Problem to work on: Transcribe the records below line by line, exactly as they read.

The input:
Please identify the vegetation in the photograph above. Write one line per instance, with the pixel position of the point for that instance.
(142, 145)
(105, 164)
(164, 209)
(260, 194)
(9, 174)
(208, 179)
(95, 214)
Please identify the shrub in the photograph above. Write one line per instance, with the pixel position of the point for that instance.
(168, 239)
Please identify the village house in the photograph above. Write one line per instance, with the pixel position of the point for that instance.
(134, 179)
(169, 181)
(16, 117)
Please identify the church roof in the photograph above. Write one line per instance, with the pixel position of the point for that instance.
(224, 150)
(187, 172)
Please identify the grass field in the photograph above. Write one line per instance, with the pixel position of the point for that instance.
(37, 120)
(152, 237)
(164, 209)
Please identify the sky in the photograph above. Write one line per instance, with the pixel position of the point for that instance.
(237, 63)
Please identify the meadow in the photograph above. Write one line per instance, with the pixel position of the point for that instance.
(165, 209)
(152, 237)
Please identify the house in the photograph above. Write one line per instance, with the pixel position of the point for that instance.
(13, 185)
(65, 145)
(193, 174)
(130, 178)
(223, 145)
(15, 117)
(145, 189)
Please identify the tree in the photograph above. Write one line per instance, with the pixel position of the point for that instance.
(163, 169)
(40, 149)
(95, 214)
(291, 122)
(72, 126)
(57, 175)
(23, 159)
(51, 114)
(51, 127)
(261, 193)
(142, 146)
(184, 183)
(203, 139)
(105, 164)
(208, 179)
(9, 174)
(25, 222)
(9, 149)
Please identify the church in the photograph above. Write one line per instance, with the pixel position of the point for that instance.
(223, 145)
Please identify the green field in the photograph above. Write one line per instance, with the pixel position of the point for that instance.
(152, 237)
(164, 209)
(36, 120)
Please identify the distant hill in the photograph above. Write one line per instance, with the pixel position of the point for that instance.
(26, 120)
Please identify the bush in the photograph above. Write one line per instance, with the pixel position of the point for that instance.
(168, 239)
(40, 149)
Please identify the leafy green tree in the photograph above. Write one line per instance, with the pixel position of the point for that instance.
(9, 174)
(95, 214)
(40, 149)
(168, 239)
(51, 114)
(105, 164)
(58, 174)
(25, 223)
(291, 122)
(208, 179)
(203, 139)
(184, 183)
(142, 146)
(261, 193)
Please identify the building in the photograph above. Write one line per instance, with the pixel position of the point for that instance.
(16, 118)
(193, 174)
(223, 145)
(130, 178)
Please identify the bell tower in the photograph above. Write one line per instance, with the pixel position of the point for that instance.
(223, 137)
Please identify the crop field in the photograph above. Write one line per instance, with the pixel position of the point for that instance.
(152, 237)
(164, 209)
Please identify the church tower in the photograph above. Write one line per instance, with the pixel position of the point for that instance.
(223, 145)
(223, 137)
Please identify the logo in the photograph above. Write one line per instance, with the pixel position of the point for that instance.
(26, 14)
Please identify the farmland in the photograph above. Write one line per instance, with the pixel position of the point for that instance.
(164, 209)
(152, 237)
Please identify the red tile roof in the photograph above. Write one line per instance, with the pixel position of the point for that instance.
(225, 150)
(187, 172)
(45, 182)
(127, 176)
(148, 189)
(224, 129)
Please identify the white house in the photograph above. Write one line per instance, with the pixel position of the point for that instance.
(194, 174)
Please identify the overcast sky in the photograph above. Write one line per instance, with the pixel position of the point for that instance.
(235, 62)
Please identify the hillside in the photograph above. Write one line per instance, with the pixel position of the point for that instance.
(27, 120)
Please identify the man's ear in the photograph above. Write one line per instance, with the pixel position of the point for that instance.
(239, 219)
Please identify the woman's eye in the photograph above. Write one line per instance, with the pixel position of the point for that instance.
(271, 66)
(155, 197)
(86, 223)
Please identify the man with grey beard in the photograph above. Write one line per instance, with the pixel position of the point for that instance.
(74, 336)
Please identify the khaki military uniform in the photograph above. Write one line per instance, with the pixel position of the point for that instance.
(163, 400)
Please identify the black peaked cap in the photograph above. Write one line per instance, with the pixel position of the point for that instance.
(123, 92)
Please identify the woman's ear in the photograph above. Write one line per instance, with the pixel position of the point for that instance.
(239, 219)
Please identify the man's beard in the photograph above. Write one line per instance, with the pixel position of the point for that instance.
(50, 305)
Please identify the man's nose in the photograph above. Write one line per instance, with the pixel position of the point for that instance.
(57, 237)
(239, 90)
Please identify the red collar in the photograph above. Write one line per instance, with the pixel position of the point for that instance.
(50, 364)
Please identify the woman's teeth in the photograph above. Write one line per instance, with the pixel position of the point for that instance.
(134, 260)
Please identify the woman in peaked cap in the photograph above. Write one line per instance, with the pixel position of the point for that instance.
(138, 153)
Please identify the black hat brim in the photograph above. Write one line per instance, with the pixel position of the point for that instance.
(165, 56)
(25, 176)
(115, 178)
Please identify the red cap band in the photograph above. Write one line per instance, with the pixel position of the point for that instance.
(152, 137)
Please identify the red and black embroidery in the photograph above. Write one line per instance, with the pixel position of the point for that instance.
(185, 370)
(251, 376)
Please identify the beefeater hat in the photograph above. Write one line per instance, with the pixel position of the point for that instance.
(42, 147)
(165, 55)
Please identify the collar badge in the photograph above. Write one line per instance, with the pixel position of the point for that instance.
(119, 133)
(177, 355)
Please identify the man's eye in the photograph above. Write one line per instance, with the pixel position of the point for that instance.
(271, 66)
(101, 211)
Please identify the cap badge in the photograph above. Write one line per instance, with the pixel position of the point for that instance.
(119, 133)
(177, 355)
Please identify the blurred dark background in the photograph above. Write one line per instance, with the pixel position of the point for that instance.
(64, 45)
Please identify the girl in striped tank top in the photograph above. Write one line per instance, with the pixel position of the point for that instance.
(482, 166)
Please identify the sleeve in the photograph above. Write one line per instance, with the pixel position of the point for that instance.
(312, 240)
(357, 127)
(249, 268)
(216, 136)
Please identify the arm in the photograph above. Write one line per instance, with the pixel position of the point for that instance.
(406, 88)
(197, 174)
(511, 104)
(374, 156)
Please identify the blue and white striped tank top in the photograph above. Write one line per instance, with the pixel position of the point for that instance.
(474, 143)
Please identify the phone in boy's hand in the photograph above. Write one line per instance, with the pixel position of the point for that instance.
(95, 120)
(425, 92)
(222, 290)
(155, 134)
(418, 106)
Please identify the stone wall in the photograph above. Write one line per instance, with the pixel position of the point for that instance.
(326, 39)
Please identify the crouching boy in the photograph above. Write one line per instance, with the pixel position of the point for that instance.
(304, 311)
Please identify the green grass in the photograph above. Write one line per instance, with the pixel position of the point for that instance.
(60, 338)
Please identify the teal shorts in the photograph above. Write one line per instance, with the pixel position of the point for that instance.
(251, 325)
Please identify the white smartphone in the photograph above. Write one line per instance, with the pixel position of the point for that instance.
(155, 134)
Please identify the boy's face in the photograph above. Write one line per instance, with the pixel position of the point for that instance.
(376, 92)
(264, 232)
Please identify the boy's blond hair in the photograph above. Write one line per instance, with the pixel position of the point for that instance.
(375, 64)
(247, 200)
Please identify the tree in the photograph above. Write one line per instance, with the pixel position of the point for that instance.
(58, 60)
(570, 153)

Completed task:
Please identify the vegetation in the photograph above. Write one line per instance, with the pixel position of the point for that instance.
(142, 145)
(105, 164)
(164, 209)
(260, 194)
(9, 174)
(208, 179)
(95, 214)
Please identify the shrub in the photograph above. Write one line per instance, with the pixel position of the point for that instance.
(168, 239)
Please identify the village house in the photograph above. Write one line per instance, with the pixel position of the point for that instance.
(134, 179)
(169, 181)
(16, 117)
Please identify the church roof in the photograph above. Write one line per instance, with the pixel position of the point for that instance.
(224, 150)
(187, 172)
Please identify the grass field in the photograph above. Write one line per instance, with the pixel position of the point for that instance.
(37, 120)
(152, 237)
(164, 209)
Please identify the sky in the photograph above. Write one line per instance, with the pixel position of the point for that instance.
(237, 63)
Please identify the meadow in the photograph above. Write one line per instance, with the pixel position of the point for that instance.
(165, 209)
(152, 237)
Please identify the house in the photograph above. Write one line per instance, with the pixel position of the point for that instance.
(13, 185)
(65, 145)
(193, 174)
(130, 178)
(223, 145)
(15, 117)
(145, 189)
Please identify the tree in the photograph above. Write one line per instance, with the pixel position of the point for that instance.
(163, 169)
(40, 149)
(95, 214)
(291, 122)
(72, 126)
(57, 175)
(23, 159)
(51, 114)
(51, 127)
(261, 193)
(142, 146)
(184, 183)
(203, 139)
(105, 164)
(208, 179)
(9, 174)
(25, 222)
(9, 149)
Please identify the church in the photograph above. Write one line per instance, with the pixel position of the point for that instance.
(223, 145)
Please identify the green field in the photograph above. Write one line per instance, with the pixel position of the point for that instance.
(152, 237)
(164, 209)
(36, 120)
Please identify the distant hill in the photograph above. Write one line per instance, with the pixel position of the point for that instance.
(26, 120)
Please identify the bush in the photograph above. Write one line per instance, with the pixel position of the point for that instance.
(168, 239)
(40, 149)
Please identify the leafy green tree in the photograph above. Write one line per instance, with the pixel position of the point for that instance.
(9, 174)
(95, 214)
(40, 149)
(168, 239)
(51, 114)
(105, 164)
(58, 174)
(25, 223)
(291, 122)
(208, 179)
(203, 139)
(184, 183)
(142, 146)
(261, 193)
Please identify the building in the photograph above. Write one line per instance, with the pixel position of the point for that instance.
(16, 118)
(193, 174)
(223, 145)
(130, 178)
Please identify the bell tower in the photograph above. Write one line per instance, with the pixel position of the point for that instance.
(223, 137)
Please identify the crop field in the photograph above. Write one line per instance, with the pixel position of the point for that instance.
(152, 237)
(164, 209)
Please identify the church tower in the photograph above. Write one line per instance, with the pixel position of the point for that instance.
(223, 145)
(223, 137)
Please identify the logo in the photograph above. Write one line per instance, with the pixel position of the point for that instance.
(26, 14)
Please identify the farmland in the photograph above. Write one line per instance, with the pixel position of the point for that instance.
(164, 209)
(152, 237)
Please identify the red tile roof in the photograph above. Write one line per instance, with the pixel position of the point for that instance.
(225, 150)
(187, 172)
(45, 182)
(127, 176)
(148, 189)
(224, 129)
Please identify the white house in the photograph above. Write one line per instance, with the pixel position of the point for that instance.
(194, 174)
Please identify the overcast sky in the photograph above. Write one line per instance, with the pixel position of the point for that instance.
(235, 62)
Please identify the hillside in the photograph above. Write one line per instance, with the pixel position of the point for that instance.
(27, 120)
Please identify the man's ear in the photograph above. Write one line per instance, with the pixel position of the point for that instance.
(239, 219)
Please identify the woman's eye in the photograph above. Write one line per instance, with the pixel position of the point for that instance.
(271, 66)
(155, 197)
(86, 223)
Please identify the man with grey beard in the photograph above. Write one line per instance, with the pixel position of the point for that instance.
(74, 336)
Please identify the khaki military uniform in the photograph above. Write one line per instance, with the pixel position of the point for that instance.
(163, 400)
Please identify the black peaked cap in the photograph above. Write one line per instance, with the pixel position of the point for that instance.
(123, 92)
Please identify the woman's ear in the photograph above. Write one line per instance, with the pixel position of the point for that instance.
(239, 219)
Please identify the man's beard in the photograph above. Write one line per instance, with the pixel position of the point for that instance.
(50, 305)
Please identify the man's nose in the photograph above. Write one line per instance, with the pixel position of the point for that instance.
(57, 237)
(239, 90)
Please identify the red collar in the photograph above. Write one line per instance, with the pixel position of the point for that instance.
(50, 364)
Please identify the woman's teeth in the photograph above. Write one line per instance, with the pixel position of the point for that instance.
(134, 260)
Please identify the woman in peaked cap in the photograph above. Write one line per instance, with the pixel position of the point for that instance.
(138, 153)
Please identify the black hat brim in the photograph above. Write one line per instance, with the pixel position of the point for that instance.
(165, 56)
(25, 176)
(115, 178)
Please identify the red cap band in the photograph above. Write one line per instance, with the pixel position of the point for that instance.
(152, 137)
Please identify the red and black embroidery in the photograph above. Write one line per instance, with the pixel position of the point for that instance.
(185, 370)
(251, 376)
Please identify the beefeater hat in the photograph above. Write one line per instance, with the pixel position of the point for that instance.
(42, 147)
(165, 55)
Please identify the collar badge in the photograph above. Write one line per instance, with the pixel position of the point for that instance.
(119, 133)
(177, 355)
Please identify the man's eye in the photograph above. Write one line per instance, with the pixel position of the point for that instance.
(271, 66)
(101, 211)
Please identify the cap badge in the photograph above. Write one line per instance, with the pixel position of the point for that instance.
(119, 133)
(177, 355)
Please identify the blurred dark background in the photograph above. Write one line per instance, with the pixel position of the point for that instance.
(64, 45)
Please identify the girl in striped tank top in the photograph above. Write one line per instance, with the pixel position of the point for that instance.
(482, 166)
Please identify the sleeve in the photograph above. Write one line per instance, with the pixel position of the point for that instance.
(312, 240)
(357, 127)
(249, 268)
(216, 136)
Please identify the arm in the photograph above. Write one line per instance, with the pixel position of the point for that instance.
(406, 88)
(197, 174)
(511, 104)
(374, 156)
Please identify the blue and white striped tank top in the photograph above. Write one line per instance, with the pixel position of the point for that instance.
(474, 143)
Please identify the phone in boy's hand in the photograph above. Write one line per instance, with the pixel position of the point for that instance.
(95, 120)
(425, 92)
(222, 290)
(155, 134)
(418, 106)
Please identify the stone wall in the photograph above. Write one line per instance, with the pixel position of the point for that instance.
(326, 39)
Please identify the crouching boy in the photograph above. Write one line per instance, with the pixel position of the point for that instance.
(304, 311)
Please identify the green grass in the photograph above. Write one line per instance, with the pixel position of the point for that instance.
(60, 338)
Please identify the teal shorts in the photograph above. Write one line per instance, with the pixel position of the point for that instance.
(251, 325)
Please identify the white smartphone in the photograph above. Write one line per instance, with the pixel position of the point for that instance.
(155, 134)
Please identify the boy's face in the photograph above. Write one line per instance, with the pixel position of the point for that instance.
(376, 92)
(264, 232)
Please identify the boy's blond hair in the photograph above. Write one line per instance, with the pixel position of the point for that instance.
(375, 64)
(247, 200)
Please identify the tree in the photograph above. Write one line per instance, with the pixel position of the point for that instance.
(58, 60)
(570, 153)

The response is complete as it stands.